# What the task requires:
Restate the listing that follows word for word, without its pictures.

# Material for the task:
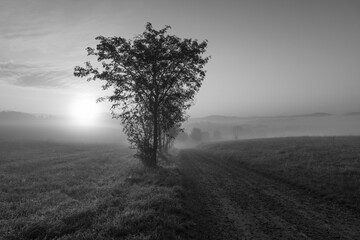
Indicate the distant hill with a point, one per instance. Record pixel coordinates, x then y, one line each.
353 114
220 118
16 117
317 114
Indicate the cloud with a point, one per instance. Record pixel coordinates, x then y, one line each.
25 34
34 76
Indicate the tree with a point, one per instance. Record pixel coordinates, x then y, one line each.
153 79
196 134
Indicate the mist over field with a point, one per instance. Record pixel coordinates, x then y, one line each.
16 126
235 119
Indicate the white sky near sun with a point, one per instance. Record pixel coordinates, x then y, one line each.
269 57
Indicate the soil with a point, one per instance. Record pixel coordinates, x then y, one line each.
232 202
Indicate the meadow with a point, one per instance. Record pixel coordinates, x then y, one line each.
325 167
63 191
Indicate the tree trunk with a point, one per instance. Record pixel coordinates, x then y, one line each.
153 159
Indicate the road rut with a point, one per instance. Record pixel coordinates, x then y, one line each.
229 201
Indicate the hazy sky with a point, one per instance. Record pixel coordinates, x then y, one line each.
269 57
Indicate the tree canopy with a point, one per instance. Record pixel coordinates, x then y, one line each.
153 79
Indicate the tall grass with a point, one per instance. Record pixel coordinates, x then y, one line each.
67 191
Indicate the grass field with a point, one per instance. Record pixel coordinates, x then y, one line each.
84 191
328 167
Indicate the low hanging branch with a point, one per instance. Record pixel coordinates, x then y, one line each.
154 80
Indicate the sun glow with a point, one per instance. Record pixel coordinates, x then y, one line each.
84 112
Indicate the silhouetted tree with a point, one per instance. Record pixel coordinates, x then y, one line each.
150 76
196 134
182 136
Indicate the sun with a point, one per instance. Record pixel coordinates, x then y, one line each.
84 112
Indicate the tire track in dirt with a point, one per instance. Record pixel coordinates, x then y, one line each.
229 201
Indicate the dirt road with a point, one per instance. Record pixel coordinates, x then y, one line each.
232 202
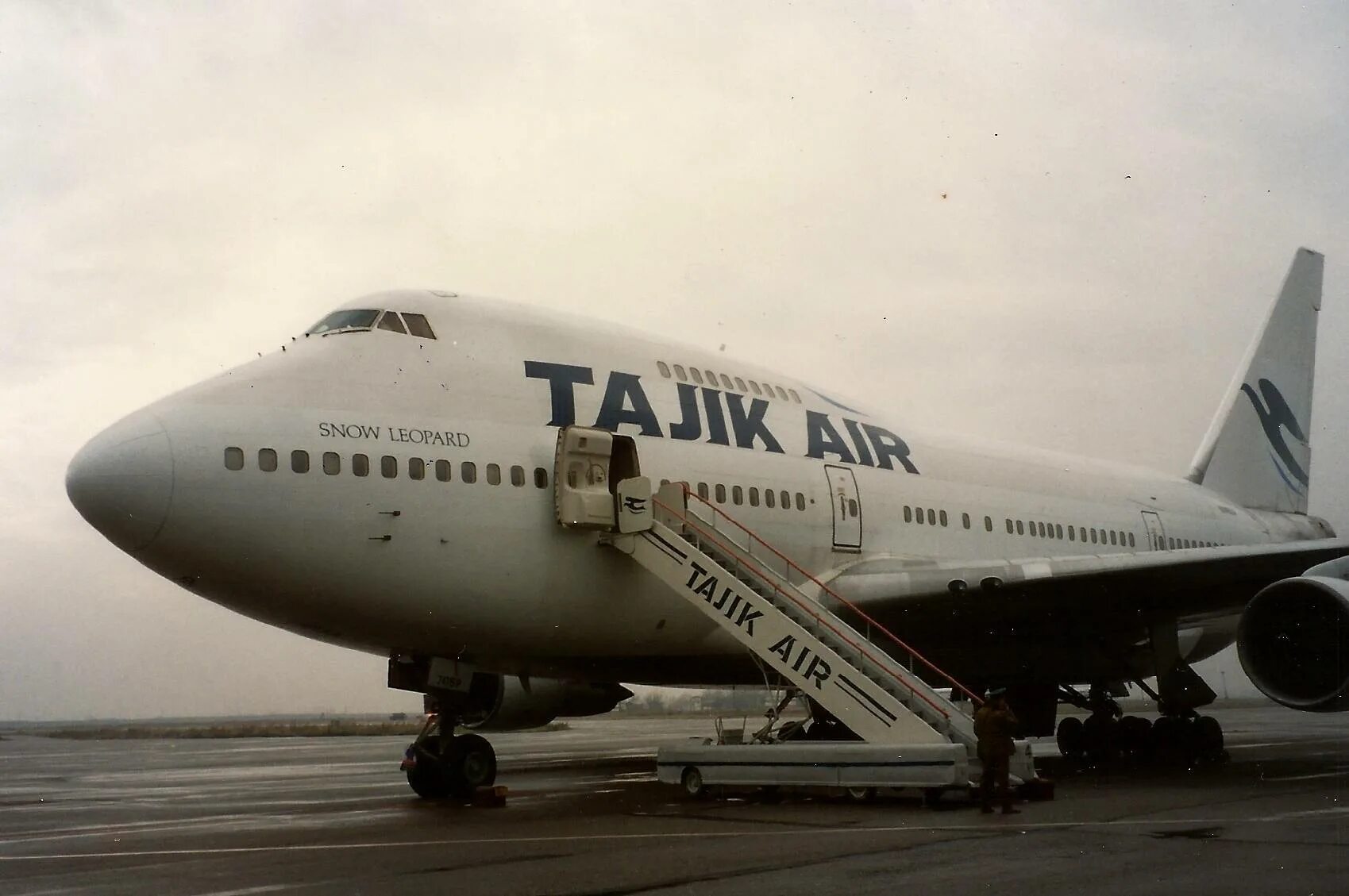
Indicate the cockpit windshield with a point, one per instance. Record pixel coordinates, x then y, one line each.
345 322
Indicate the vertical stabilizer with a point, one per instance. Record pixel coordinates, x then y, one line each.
1258 452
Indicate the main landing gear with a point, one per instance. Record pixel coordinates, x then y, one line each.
1178 739
441 764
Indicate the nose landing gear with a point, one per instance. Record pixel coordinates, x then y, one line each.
441 764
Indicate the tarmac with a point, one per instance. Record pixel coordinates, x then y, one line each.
586 815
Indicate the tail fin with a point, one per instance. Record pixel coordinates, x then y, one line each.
1256 450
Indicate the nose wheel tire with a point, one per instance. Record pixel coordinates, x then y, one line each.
467 764
426 775
471 763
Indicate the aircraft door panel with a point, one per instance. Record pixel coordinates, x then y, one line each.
847 508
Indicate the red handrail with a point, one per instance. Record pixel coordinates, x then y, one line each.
838 597
797 602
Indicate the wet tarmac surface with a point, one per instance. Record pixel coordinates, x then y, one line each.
586 815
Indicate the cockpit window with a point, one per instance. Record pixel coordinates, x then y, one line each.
345 322
417 325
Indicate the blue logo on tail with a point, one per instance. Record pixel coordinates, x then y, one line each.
1275 417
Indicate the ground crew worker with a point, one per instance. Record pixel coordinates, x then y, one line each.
995 725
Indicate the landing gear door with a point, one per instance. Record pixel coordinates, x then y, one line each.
847 508
1156 535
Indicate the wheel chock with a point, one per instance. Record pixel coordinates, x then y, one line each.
490 798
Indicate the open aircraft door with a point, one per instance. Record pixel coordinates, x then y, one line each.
587 469
847 508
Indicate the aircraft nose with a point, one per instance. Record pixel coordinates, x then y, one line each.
121 481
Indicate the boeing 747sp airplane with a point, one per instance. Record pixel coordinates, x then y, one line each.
467 486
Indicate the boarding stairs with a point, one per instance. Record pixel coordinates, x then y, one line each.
866 679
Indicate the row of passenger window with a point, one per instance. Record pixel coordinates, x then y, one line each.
331 463
752 494
1074 533
931 517
712 379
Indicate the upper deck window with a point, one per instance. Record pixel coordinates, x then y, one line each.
418 326
349 321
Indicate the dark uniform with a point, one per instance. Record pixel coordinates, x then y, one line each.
995 726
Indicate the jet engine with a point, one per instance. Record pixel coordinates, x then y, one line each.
1294 643
515 702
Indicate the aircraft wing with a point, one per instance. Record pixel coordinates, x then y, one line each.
1185 583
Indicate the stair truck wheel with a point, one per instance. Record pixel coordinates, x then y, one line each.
692 780
470 764
1070 737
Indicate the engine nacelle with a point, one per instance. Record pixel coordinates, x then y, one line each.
522 702
1294 643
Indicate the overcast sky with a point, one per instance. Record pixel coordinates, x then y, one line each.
1048 224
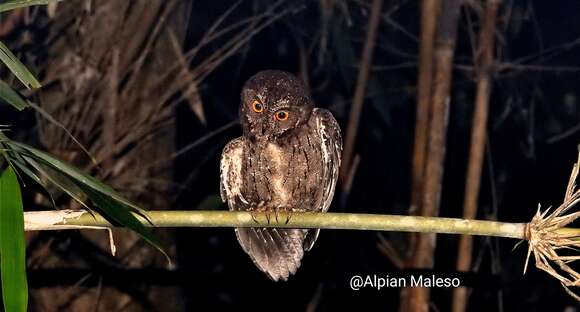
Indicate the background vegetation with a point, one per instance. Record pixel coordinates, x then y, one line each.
151 89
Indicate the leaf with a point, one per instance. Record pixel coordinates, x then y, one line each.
15 4
17 68
12 246
75 174
58 180
120 213
11 97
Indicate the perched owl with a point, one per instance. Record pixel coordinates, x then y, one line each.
287 160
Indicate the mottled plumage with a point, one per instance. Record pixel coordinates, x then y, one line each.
287 159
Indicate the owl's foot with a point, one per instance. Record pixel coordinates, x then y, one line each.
260 207
270 213
287 212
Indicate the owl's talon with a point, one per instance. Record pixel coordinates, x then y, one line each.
253 214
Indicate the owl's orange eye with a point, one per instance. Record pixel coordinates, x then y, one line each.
281 115
257 106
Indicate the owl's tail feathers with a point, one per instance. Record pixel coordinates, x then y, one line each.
277 252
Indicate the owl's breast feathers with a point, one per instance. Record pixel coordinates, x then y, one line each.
298 173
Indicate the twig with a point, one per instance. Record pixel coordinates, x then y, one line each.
417 299
484 61
429 11
359 93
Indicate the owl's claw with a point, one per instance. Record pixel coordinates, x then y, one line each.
253 214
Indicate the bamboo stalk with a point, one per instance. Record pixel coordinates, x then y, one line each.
78 219
484 61
429 11
417 299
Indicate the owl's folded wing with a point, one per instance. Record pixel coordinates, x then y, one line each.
329 132
231 172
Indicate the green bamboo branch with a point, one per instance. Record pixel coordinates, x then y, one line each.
68 219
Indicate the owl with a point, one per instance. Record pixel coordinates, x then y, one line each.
287 160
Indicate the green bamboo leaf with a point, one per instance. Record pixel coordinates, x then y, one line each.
75 174
15 4
11 97
113 205
12 245
17 68
59 181
121 214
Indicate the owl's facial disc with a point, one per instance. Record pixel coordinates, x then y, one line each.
273 104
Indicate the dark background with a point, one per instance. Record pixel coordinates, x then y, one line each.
524 165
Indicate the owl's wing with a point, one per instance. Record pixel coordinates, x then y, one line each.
331 146
231 173
329 132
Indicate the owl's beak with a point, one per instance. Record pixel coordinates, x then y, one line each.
257 131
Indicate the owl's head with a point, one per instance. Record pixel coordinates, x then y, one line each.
274 103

# Result for this task:
Indicate the distant hill with a point, one per instance. Record pixel coordinates, x then y, one line each.
353 114
220 118
16 117
317 114
Indicate the cloud with a point, one per instance. Record pixel coordinates, x then y, one line each.
25 34
34 76
Indicate the tree with a point, one per instance. Record pixel coordinates, x then y, one line each.
153 79
196 134
Indicate the mist over field with a point, one per instance. Record pixel coordinates, x then y, one line each.
16 126
235 119
Indicate the white sky near sun with a point, one per instance. Record pixel coordinates, x then y, one line each.
269 57
Indicate the soil with a point, one per instance. Record pixel coordinates, x then y, one line each.
232 202
Indicate the meadow with a point, one per instance. Record pixel coordinates, x then y, one line each.
325 167
63 191
Indicate the tree trunk with a point, one per instance. Record pixel coordinates, x then y, one line each.
153 159
Indicate the road rut with a point, one per instance. Record pixel coordinates, x then y, one line each.
229 201
Indicate the hazy sky with a point, one per instance. Record pixel coordinates, x then y, one line each.
269 57
Indicate the tree canopy with a point, one per instance. Record pixel coordinates, x then y, one line each.
153 79
Indicate the tall grass with a point, one per instance. Record pixel coordinates, x then y, one line each.
67 191
Indicate the grass field with a point, one per instance. Record pixel coordinates, x then y, one line each.
84 191
328 167
Indicate the low hanging branch with a point, one per instance. Record pixel coordinates, x then y, one line each.
154 80
Indicate the sun glow with a point, one per instance. Record pixel coordinates, x then y, one line each.
84 112
Indicate the silhouetted tree with a point, one per instance. Record pixel coordinates, x then y, one line each.
150 76
196 134
182 136
Indicate the sun with a point, one per instance. Record pixel coordinates, x then y, one line each.
84 112
Indicate the tire track in dirt with a point, one per instance. Record pixel coordinates, x then y, one line each.
229 201
Indicate the dirt road with a point, one per instance. Record pixel coordinates, x then y, one line each.
232 202
Indicate the cockpit windshield with a point, one per instance. Record pixel coordinates, x then y, one line each.
345 322
Indicate the vertical stabilizer with a point, one per instance. Record pixel coordinates, x then y, one line each.
1258 452
Indicate the main landing gear with a point, one per instance. Record pixel coordinates, x then y, one line each.
1178 739
441 764
Indicate the nose landing gear with a point, one per instance. Record pixel coordinates, x then y, one line each.
441 764
Indicate the tarmac with a point, one per instance. Record pixel coordinates, x then y, one line each.
586 815
Indicate the tail fin with a point, one per instance. Record pixel coordinates, x then y, one line each.
1256 450
Indicate the nose wheel tire with a point, one per instance. Record pixel coordinates, x then y, one line each.
467 764
426 775
471 763
Indicate the aircraft door panel with a point, one per instance. Record pixel coordinates, x then y, one line each.
847 508
Indicate the red handrail with a point, one per instance. Record pixel coordinates, x then y, one line each.
838 597
797 602
Indicate the wet tarmac surface with a point, one per instance. Record pixel coordinates, x then y, one line each.
586 815
Indicate the cockpit window with a point, one per instance. Record pixel coordinates, x then y, one line each.
345 322
417 325
Indicate the blue logo on tail with a point, one per instance. Record pixel coordinates, x then y, one line each.
1275 417
Indicate the ground crew worker with a point, one per instance. Record pixel coordinates, x then y, one line each.
995 725
Indicate the landing gear door with a point, one per instance. Record pixel coordinates, x then y, one line each.
847 508
1156 535
Indicate the wheel chock with a point, one per instance. Record pixel coordinates, x then y, one line each.
490 798
Indicate the open aircraft door with a point, one per instance. Record pixel coordinates, x then y, one line each.
587 469
847 508
Indicate the aircraft nose with a point, one per instance. Record pixel coordinates, x then y, one line each.
121 481
Indicate the boeing 747sp airplane with a point, one per instance. Record pixel coordinates, x then y, one line each.
467 486
Indicate the boarding stairs with a point, one per instance. Record pixel coordinates, x then y, one line each.
866 679
Indicate the row of passenger window with a point, one per instance. Record pixel coordinates, x then y, one line each.
331 463
752 494
1074 533
931 517
712 379
Indicate the upper deck window with a point, one per instance. Record pixel coordinates, x then y, one line each.
418 326
349 321
Indicate the dark uniform with a point, one per instance. Record pixel coordinates, x then y, one line each.
995 726
Indicate the jet engine with a point, one per instance. Record pixel coordinates, x then y, one line each.
1294 643
515 702
Indicate the aircraft wing with a point, one per instance. Record pixel coordinates, x then y, one line each.
1185 583
Indicate the stair truck wheel with a point, one per instance. Record pixel coordinates, x then y, one line each.
692 780
470 764
1070 737
Indicate the engine nacelle with a point, one per instance. Record pixel coordinates, x then y, one line each.
522 702
1294 643
Indicate the overcast sky with a point, one per instance. Record pixel coordinates, x then y, one line each.
1048 224
Indicate the background vegetation with a point, one per instance. Record pixel coordinates, x then y, one line each.
151 89
Indicate the leaf with a point, one per instance. Record pixel coordinates, x then y, one line each.
15 4
17 68
12 246
75 174
58 180
120 213
11 97
Indicate the perched owl with a point, one per instance. Record pixel coordinates, x then y, one line each.
287 160
Indicate the mottled plumage with a point, one per instance. Record pixel coordinates, x then y, one line each.
287 159
Indicate the owl's foot with a point, one per instance. Record pixel coordinates, x then y, one line each.
260 207
270 213
287 212
Indicate the owl's talon with a point, one per instance. Record pixel coordinates, x then y, one line each.
253 214
Indicate the owl's orange eye with a point, one per instance. Record pixel coordinates, x then y, one line each.
281 115
257 106
Indicate the owl's tail feathers with a point, one per instance. Record pixel coordinates, x then y, one line each.
277 252
Indicate the owl's breast feathers with a point, one per instance. Record pixel coordinates, x then y, one line each.
298 173
Indicate the twig with a point, one per instance. Record pixel coordinates, x then y, one line each.
417 299
484 61
429 11
359 93
Indicate the owl's claw with a point, one per instance. Record pixel coordinates, x then y, one line each.
253 214
Indicate the bamboo stalk with a point, one per instance. Record pixel coordinates, x then y, one line each.
78 219
484 61
429 11
417 299
Indicate the owl's folded wing with a point, one per instance. Record pixel coordinates, x then y, one line each.
329 132
231 172
Indicate the green bamboo branch with a point, one per instance. Record pixel coordinates, x then y, one line each.
68 219
Indicate the owl with a point, one per instance. Record pixel coordinates, x then y, one line each.
287 160
Indicate the green bamboo leaf with a point, one per instance. Record pixel coordinates, x then y, one line each.
75 174
15 4
11 97
113 205
12 245
17 68
59 181
121 214
Indicate the owl's facial disc with a point, one per instance. Record pixel coordinates, x then y, one line each.
273 104
Indicate the dark background with a point, one per instance. Record pixel coordinates, x then y, one line each.
524 165
Indicate the owl's wing with a point, one per instance. Record pixel coordinates, x then y, one line each.
331 146
231 173
329 132
Indicate the owl's beak with a point, one per instance. Record pixel coordinates, x then y, one line each.
257 131
Indicate the owl's head with a point, one per instance. Record pixel coordinates, x then y, one line each.
274 103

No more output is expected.